_Passage shown_:
From Antarctica to Iraq: Blix starts weapons probe job

On Wednesday, new inspections chief likens his task to a political minefield.

Wanted: Chief UN arms inspector willing to put up with bomb threats, extreme office politics, and immense unpopularity in Iraq.

The United Nations Security Council finally found a man qualified for the job. It plucked a retired Swedish diplomat from vacation in Antarctica for the job.

Hans Blix, a former foreign minister of Sweden and the director-general of the International Atomic Energy Agency from 1981 to 1997, took up his duties Wednesday as chief of the new Iraq weapons inspection team.

If the inspection teams certify that Iraq is no longer possesses or is developing weapons of mass destruction, the sanctions that were placed on Iraq after its 1990 invasion of Kuwait can be lifted.

Surrounded by barren walls, sparse furnishing, and one lonely plant, Blix - known for his ability to build consensus and motivate his staff - is selecting a team under a 45-day deadline.

_Data lines_:
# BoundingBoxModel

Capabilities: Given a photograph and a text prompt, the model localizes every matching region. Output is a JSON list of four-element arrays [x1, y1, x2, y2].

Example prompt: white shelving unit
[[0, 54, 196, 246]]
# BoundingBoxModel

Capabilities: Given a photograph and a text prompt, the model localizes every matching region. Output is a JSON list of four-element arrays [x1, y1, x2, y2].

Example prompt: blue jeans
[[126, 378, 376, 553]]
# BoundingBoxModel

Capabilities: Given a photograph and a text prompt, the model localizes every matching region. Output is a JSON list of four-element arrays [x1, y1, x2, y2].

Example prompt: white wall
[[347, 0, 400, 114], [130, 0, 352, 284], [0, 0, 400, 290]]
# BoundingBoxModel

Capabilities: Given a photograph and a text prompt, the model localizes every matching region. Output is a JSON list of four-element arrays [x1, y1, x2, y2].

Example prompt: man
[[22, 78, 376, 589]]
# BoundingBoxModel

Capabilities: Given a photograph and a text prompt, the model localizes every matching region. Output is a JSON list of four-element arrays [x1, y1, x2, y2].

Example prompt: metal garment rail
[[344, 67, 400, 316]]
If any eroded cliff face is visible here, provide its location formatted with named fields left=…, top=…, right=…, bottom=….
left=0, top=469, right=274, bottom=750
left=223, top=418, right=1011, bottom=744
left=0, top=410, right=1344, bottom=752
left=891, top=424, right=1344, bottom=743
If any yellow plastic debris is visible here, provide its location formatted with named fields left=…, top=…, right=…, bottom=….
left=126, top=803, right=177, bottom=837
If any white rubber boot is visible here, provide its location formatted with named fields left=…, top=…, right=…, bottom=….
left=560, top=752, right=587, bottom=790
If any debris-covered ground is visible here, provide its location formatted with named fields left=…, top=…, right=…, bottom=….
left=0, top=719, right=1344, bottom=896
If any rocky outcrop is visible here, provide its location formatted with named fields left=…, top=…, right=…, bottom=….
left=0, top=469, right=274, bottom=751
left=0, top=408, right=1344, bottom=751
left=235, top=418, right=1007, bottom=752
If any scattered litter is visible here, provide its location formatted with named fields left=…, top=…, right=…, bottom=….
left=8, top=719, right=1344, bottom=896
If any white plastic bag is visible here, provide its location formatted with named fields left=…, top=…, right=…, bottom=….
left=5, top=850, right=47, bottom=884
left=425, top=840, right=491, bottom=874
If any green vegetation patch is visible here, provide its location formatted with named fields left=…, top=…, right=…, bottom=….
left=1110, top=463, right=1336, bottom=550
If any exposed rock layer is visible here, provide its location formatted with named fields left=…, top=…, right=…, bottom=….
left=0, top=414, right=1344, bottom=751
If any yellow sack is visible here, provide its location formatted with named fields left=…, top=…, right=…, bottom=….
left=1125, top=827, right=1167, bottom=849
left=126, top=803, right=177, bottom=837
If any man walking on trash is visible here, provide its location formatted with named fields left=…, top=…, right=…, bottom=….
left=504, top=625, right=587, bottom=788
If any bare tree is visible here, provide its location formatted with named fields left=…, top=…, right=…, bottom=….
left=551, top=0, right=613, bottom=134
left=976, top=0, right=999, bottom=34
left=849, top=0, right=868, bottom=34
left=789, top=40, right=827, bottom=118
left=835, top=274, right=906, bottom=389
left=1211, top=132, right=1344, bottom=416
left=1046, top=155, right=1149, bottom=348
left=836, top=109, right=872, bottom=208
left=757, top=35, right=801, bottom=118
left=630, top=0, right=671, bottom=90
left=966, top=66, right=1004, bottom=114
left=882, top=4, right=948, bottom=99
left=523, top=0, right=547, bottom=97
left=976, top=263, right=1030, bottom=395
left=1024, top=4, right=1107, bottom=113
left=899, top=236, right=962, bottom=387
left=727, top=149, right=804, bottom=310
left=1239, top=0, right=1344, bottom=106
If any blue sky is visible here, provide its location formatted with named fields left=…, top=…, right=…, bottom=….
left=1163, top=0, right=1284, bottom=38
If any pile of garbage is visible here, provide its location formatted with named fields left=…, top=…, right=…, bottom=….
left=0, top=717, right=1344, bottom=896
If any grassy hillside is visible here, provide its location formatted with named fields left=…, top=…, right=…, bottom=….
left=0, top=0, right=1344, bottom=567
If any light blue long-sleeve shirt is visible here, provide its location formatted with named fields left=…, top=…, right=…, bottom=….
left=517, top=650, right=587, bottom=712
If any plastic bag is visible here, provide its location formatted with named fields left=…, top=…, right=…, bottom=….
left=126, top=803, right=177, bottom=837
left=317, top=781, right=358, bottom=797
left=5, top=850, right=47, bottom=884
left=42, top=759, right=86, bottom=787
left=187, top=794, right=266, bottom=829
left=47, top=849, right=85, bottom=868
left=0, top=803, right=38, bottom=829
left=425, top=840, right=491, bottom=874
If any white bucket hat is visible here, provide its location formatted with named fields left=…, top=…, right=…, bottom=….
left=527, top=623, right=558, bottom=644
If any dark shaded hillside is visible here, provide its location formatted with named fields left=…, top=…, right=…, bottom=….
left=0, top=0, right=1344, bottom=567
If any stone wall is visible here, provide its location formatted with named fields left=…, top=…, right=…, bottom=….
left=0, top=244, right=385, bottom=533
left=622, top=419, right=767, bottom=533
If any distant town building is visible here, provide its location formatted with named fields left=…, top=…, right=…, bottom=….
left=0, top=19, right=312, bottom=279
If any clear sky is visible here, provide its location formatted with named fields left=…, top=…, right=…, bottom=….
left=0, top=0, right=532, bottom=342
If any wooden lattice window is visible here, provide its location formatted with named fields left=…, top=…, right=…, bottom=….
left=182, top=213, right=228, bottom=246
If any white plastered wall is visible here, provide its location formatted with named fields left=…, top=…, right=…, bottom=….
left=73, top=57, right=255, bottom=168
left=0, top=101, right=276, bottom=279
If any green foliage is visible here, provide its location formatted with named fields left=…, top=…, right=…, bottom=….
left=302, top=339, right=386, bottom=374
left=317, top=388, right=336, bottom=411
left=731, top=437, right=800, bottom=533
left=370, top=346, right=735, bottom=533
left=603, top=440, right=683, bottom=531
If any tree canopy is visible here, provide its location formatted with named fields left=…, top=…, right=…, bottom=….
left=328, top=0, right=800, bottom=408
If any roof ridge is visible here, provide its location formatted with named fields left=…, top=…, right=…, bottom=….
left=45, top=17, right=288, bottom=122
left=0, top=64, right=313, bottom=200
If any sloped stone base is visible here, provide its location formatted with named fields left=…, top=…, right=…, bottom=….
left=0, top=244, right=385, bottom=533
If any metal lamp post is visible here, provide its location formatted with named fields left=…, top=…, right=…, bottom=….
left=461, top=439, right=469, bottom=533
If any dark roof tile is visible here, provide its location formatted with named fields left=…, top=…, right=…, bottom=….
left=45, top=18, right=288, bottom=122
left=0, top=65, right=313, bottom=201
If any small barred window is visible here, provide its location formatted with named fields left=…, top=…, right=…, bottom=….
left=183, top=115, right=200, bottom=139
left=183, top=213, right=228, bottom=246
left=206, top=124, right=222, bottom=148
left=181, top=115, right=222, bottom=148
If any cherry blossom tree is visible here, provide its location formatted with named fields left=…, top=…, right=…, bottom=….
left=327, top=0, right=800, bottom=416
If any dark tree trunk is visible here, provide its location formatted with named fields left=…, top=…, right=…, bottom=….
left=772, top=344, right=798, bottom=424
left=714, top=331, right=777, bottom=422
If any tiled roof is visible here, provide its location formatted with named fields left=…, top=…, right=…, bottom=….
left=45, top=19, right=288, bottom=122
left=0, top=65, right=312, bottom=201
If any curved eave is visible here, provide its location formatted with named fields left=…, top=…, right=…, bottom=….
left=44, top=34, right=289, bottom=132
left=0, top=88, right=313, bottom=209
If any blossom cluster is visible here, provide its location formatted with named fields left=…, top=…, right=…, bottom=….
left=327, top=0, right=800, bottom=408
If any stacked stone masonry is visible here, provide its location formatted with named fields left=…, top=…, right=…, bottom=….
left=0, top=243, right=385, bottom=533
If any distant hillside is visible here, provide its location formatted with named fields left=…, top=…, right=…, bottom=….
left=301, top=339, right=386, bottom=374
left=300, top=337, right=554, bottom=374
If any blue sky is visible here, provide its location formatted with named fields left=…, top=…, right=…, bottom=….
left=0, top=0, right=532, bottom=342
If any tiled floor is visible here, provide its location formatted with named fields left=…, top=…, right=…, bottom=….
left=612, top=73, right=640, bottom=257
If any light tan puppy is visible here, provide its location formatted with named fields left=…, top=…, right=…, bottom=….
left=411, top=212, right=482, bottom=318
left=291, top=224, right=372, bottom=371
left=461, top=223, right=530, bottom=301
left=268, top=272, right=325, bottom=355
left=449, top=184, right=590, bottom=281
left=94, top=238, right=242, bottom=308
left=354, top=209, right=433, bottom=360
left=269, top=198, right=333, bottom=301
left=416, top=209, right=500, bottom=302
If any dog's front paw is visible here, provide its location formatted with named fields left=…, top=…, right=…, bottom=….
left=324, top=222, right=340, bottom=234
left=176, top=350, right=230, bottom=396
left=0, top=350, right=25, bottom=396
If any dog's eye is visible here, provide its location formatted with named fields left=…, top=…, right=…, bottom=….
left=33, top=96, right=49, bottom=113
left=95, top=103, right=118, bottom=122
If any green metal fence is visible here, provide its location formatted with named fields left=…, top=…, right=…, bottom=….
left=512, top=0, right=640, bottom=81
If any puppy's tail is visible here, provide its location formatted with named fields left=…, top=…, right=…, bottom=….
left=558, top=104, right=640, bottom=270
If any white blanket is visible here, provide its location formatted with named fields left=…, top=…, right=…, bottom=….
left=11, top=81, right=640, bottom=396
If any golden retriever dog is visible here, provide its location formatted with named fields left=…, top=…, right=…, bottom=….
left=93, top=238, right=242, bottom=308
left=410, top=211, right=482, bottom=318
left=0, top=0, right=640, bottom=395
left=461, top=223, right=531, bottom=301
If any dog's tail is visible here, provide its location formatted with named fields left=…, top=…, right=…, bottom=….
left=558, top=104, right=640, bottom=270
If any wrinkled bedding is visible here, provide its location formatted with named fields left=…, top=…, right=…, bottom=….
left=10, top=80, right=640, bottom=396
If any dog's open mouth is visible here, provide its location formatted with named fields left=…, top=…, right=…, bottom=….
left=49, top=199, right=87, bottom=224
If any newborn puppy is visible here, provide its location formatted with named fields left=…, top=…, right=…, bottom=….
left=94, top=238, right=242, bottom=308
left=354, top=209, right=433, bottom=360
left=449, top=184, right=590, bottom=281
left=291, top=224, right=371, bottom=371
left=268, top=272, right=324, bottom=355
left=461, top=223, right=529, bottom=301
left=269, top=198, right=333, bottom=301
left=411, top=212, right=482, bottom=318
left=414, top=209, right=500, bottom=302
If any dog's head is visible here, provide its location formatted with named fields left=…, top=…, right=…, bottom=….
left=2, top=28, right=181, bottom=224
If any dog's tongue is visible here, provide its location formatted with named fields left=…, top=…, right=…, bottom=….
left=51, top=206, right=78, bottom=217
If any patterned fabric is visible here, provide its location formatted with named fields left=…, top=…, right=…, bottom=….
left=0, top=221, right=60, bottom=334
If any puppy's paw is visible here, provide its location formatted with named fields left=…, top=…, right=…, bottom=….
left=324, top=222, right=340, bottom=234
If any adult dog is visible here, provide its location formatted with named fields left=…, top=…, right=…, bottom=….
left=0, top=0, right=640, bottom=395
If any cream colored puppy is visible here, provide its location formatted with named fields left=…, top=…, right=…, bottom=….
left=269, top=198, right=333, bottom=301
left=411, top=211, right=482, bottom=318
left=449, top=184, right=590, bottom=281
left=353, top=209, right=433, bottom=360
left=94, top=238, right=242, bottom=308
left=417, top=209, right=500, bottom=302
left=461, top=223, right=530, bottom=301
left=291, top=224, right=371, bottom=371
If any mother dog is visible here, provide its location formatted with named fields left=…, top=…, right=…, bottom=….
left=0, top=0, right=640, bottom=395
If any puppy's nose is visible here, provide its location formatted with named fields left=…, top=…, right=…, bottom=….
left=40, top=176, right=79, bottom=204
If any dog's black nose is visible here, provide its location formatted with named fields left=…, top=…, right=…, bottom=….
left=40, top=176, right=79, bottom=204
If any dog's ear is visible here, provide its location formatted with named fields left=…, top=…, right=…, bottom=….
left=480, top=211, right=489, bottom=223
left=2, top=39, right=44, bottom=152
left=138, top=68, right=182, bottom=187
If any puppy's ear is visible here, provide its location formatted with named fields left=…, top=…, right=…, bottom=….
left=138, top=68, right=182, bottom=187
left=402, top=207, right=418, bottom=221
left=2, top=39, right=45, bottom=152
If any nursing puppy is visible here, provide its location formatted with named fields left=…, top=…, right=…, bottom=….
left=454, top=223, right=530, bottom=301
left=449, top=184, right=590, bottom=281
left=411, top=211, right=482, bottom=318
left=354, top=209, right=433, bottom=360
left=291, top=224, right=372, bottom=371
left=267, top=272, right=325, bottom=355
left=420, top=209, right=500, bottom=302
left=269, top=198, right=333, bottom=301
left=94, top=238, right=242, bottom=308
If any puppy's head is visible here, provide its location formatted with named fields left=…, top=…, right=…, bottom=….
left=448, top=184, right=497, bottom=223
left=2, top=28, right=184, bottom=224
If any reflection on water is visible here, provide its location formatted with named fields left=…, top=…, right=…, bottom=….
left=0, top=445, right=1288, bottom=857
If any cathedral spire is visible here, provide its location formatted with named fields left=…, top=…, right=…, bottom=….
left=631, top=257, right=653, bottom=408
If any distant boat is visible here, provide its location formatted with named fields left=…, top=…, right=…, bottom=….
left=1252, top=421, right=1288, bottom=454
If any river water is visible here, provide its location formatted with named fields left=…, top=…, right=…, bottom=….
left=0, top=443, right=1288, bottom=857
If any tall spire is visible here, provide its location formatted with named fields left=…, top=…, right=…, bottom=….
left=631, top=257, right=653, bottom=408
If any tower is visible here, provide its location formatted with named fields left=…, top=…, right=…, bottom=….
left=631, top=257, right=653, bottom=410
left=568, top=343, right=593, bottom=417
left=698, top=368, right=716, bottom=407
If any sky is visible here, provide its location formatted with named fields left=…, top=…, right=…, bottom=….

_Given problem 1_: Please copy the article about Hans Blix word for word, from "From Antarctica to" up to and including "Antarctica for the job.".
_Given problem 2_: According to the article about Hans Blix, where was he on vacation when the Security Council chose him?
Rely only on the article about Hans Blix, not on the items.

_Result 1_:
From Antarctica to Iraq: Blix starts weapons probe job

On Wednesday, new inspections chief likens his task to a political minefield.

Wanted: Chief UN arms inspector willing to put up with bomb threats, extreme office politics, and immense unpopularity in Iraq.

The United Nations Security Council finally found a man qualified for the job. It plucked a retired Swedish diplomat from vacation in Antarctica for the job.

_Result 2_: Antarctica.